Work to complete ::
A. Please reproduce the patent text word for word, starting at "Data processing: measuring –" and ending at "E. (Department: 2862)".
B. List every heading in the patent text that is written entirely in capital letters.

Provided passage ::
** begin **

Data processing: measuring – calibrating – or testing – Measurement system in a specific environment – Earth science
Reexamination Certificate
2000-06-28
2002-04-09
McElheny, Jr., Donald E. (Department: 2862)
Data processing: measuring, calibrating, or testing
Measurement system in a specific environment
Earth science
C367S074000
Reexamination Certificate
active
06370477
ABSTRACT:
FIELD OF THE INVENTION
This invention relates to compression methods and apparatus for seismic data.
BACKGROUND OF THE INVENTION
Data compression (or reduction) is a digital signal processing technique for reducing the amount of data to be dealt with without losing essential information in the process. This is essentially done by the removal of redundancy in the data and may involve the discarding of uninteresting parts of the data. Such compression can result in some loss of data accuracy. Data compression that allows the exact reconstruction of the original data is often referred to in the literature as lossless. Data compression that involves some reduction in accuracy is known as lossy. Common examples of data compression are “rounding” and “down sampling”; both methods are usually lossy.

** end **

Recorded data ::

** begin **

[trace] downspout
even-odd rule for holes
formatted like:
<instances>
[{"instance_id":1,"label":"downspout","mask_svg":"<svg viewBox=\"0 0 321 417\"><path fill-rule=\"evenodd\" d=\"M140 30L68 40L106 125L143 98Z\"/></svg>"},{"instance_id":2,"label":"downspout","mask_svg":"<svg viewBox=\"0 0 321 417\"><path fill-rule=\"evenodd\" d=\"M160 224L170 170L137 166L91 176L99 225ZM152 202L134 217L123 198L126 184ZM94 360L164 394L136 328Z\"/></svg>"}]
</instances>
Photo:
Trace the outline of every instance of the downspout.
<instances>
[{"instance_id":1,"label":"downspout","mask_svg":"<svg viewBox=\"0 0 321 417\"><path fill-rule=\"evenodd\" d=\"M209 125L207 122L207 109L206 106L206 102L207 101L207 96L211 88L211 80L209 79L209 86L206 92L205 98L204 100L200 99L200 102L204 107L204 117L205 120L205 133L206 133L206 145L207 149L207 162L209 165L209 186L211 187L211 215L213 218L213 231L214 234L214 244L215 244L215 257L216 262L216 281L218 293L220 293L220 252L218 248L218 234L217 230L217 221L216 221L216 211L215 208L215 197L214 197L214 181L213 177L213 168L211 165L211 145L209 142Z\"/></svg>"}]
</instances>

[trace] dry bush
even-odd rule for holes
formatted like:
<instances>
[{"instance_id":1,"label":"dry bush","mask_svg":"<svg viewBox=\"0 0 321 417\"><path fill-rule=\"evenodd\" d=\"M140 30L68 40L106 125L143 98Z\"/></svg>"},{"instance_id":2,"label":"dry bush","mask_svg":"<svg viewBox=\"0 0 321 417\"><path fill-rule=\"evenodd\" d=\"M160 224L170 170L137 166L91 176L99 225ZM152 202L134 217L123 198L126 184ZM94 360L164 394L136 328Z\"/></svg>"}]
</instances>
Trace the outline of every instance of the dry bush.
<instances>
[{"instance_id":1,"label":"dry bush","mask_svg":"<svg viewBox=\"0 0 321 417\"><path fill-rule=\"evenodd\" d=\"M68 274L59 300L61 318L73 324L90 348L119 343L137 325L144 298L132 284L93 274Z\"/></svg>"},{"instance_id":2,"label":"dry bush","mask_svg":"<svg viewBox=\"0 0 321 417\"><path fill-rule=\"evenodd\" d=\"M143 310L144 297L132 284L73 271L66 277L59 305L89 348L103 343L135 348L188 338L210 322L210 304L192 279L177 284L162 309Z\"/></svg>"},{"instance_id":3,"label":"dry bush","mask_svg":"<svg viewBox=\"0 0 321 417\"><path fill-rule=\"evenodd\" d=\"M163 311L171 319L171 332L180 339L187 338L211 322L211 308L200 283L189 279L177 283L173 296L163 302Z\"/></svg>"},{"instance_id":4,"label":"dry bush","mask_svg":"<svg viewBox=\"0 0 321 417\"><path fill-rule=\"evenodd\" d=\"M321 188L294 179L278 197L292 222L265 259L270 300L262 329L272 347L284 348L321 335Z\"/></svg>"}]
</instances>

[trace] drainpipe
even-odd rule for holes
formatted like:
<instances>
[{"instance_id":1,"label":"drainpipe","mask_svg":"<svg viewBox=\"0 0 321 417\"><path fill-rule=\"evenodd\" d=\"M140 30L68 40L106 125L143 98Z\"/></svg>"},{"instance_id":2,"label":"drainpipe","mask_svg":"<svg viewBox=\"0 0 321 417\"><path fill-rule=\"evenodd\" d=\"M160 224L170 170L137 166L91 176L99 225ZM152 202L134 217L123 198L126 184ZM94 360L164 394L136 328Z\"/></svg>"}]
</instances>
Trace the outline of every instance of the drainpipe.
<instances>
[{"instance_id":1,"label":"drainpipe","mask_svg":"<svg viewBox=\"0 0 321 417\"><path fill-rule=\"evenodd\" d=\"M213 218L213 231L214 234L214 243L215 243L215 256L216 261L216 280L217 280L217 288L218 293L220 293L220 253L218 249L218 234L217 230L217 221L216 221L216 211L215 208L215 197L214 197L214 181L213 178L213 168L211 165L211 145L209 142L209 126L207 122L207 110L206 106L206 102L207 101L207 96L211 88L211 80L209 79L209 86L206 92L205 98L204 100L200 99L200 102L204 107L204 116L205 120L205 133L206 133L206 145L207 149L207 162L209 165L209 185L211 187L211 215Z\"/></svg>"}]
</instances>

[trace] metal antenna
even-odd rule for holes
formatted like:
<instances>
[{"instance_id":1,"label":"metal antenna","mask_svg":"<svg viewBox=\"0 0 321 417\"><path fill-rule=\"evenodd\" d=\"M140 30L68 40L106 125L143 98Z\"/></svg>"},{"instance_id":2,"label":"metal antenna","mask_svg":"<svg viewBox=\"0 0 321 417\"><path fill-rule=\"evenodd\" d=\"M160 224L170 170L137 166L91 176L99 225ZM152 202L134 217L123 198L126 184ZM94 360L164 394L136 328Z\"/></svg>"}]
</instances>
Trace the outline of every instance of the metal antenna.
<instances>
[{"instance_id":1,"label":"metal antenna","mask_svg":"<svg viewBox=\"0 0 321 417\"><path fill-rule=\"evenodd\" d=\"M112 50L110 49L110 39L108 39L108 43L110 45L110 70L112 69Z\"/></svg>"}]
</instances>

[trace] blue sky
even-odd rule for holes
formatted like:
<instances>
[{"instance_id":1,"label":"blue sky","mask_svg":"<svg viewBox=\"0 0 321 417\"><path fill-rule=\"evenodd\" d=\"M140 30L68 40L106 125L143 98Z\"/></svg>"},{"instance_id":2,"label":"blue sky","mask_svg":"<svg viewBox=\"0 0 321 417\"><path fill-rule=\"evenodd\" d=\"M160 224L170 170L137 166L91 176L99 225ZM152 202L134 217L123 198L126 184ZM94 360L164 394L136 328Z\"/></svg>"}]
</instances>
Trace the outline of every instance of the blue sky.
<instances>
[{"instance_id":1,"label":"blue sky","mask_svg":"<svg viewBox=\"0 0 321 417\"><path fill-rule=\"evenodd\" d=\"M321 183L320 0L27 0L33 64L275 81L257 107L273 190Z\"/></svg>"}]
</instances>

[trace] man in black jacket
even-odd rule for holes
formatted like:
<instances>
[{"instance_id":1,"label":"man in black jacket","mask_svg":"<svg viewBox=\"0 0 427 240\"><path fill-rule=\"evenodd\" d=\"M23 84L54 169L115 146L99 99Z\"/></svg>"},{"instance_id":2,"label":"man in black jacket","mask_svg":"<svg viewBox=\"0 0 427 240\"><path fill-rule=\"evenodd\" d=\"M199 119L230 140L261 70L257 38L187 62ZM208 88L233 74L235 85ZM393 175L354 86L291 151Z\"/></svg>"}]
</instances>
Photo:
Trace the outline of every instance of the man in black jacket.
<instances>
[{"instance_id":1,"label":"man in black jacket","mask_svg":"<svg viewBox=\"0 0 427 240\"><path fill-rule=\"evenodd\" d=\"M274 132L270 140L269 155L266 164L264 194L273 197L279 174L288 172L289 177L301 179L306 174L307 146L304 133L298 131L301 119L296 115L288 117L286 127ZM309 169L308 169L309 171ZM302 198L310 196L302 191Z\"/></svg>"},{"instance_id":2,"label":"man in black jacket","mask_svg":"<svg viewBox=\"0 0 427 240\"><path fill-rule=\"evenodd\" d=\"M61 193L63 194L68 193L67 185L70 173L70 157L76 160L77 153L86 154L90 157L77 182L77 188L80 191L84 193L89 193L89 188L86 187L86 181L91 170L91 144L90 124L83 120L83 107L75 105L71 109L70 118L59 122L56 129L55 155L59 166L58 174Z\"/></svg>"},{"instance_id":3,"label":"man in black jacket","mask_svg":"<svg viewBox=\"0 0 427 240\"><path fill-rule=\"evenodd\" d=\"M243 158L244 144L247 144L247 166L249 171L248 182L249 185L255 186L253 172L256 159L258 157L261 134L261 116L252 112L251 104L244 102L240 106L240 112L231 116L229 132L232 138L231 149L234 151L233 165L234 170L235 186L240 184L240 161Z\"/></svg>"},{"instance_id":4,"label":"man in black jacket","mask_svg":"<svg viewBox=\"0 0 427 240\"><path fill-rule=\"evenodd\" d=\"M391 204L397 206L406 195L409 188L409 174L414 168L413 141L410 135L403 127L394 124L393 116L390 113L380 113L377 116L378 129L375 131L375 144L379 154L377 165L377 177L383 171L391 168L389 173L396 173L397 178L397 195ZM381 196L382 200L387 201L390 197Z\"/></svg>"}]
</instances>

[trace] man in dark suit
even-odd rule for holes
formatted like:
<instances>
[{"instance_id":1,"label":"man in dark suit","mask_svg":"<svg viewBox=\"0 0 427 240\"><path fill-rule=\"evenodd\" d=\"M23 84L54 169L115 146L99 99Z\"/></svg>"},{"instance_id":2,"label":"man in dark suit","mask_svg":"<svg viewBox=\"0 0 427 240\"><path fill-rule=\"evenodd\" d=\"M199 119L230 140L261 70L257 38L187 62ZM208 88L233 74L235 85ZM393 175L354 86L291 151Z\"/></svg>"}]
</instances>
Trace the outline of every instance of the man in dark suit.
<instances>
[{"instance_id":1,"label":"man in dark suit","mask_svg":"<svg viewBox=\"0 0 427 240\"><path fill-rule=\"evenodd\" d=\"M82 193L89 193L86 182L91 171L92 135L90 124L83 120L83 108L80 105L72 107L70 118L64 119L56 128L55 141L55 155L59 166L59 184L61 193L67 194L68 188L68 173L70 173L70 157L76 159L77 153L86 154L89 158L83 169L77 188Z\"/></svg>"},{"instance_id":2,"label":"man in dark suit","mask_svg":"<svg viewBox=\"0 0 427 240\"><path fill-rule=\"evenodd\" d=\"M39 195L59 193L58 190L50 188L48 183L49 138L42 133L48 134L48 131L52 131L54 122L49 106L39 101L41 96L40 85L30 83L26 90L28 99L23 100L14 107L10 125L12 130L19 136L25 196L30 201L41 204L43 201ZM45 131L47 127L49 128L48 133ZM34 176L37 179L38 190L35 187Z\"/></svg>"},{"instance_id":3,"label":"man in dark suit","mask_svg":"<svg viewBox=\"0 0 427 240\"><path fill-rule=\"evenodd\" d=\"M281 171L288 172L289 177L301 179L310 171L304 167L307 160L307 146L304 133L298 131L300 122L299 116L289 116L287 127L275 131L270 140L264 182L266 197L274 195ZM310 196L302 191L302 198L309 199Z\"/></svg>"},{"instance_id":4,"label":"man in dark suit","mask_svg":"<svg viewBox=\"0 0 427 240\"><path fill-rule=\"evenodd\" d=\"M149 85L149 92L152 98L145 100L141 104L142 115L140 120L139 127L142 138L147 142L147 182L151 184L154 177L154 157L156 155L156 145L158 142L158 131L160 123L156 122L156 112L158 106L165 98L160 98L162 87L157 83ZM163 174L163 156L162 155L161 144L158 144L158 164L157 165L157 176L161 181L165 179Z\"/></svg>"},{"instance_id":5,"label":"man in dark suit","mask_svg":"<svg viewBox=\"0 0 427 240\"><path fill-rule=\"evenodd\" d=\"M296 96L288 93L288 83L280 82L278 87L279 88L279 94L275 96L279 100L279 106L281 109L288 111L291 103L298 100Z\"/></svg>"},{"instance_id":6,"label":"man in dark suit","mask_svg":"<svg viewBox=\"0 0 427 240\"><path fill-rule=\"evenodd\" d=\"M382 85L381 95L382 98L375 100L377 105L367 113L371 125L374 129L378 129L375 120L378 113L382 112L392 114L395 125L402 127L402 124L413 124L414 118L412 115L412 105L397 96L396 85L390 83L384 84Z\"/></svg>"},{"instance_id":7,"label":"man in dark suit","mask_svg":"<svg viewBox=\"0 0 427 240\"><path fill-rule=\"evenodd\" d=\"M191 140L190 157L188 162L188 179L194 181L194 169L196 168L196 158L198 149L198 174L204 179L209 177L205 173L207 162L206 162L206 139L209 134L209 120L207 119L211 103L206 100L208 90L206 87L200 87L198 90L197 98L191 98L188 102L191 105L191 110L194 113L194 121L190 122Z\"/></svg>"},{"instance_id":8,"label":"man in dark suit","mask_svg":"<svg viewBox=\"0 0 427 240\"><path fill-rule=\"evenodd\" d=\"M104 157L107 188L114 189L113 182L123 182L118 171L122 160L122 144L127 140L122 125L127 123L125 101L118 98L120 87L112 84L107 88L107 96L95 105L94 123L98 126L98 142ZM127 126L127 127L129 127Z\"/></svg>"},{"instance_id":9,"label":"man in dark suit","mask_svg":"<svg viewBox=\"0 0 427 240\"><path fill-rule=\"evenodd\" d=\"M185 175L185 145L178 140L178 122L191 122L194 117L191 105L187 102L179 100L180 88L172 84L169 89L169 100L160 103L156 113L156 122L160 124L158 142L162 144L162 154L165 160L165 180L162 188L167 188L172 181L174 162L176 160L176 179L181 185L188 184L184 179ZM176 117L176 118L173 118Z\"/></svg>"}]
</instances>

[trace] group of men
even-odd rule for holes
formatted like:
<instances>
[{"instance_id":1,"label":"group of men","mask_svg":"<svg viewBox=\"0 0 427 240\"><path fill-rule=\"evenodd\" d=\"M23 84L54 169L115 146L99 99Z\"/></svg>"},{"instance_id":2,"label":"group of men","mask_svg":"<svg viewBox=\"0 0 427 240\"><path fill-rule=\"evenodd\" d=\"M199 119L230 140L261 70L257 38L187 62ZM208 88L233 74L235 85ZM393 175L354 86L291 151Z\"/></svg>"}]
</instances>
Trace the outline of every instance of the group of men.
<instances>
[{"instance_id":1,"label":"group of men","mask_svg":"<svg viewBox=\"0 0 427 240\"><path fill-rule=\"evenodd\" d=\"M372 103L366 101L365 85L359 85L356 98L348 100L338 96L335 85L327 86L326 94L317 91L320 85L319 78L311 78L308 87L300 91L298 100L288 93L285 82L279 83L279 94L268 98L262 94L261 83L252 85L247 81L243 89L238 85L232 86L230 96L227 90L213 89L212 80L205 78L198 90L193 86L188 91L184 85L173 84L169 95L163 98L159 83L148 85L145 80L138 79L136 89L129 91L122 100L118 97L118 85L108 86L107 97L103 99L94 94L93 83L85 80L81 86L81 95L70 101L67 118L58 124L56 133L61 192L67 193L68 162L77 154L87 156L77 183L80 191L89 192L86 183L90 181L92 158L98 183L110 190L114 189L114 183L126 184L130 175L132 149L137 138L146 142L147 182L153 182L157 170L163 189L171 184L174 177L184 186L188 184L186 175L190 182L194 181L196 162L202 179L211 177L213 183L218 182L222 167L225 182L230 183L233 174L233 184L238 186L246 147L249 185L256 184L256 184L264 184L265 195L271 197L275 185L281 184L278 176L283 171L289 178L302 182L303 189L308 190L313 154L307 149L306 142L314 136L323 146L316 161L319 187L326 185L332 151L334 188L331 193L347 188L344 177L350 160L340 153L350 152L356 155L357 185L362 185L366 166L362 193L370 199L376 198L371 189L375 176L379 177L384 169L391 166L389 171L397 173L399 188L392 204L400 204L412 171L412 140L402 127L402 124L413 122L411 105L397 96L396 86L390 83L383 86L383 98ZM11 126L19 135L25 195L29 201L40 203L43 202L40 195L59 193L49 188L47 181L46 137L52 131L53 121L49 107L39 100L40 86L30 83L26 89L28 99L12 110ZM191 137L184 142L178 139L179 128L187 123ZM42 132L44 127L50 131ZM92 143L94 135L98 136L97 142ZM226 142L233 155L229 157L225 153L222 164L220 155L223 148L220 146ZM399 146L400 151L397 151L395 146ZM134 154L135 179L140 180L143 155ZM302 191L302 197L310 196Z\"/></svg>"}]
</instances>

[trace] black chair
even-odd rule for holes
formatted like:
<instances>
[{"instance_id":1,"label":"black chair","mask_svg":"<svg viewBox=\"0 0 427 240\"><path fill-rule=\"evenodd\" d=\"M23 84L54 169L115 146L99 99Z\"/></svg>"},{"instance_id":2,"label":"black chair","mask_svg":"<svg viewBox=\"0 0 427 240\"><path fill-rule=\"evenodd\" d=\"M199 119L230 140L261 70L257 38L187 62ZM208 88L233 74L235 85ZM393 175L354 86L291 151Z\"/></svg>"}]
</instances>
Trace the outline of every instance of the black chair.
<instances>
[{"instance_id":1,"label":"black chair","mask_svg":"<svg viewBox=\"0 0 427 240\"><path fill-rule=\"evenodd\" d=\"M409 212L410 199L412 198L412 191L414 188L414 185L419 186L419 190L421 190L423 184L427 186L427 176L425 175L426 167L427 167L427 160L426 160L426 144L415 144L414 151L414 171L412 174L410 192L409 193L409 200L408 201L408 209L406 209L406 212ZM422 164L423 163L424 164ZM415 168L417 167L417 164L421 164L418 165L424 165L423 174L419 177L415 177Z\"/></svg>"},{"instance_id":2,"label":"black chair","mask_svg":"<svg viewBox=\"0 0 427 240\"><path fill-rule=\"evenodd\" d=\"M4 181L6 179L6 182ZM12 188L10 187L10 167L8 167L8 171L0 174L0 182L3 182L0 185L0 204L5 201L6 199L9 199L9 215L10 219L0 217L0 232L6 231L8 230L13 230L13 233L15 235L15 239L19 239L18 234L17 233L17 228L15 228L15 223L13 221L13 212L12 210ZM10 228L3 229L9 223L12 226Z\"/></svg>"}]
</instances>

** end **

Problem solutions ::
A.
Data processing: measuring – calibrating – or testing – Measurement system in a specific environment – Earth science
Reexamination Certificate
2000-06-28
2002-04-09
McElheny, Jr., Donald E. (Department: 2862)

B.
ABSTRACT:
FIELD OF THE INVENTION
BACKGROUND OF THE INVENTION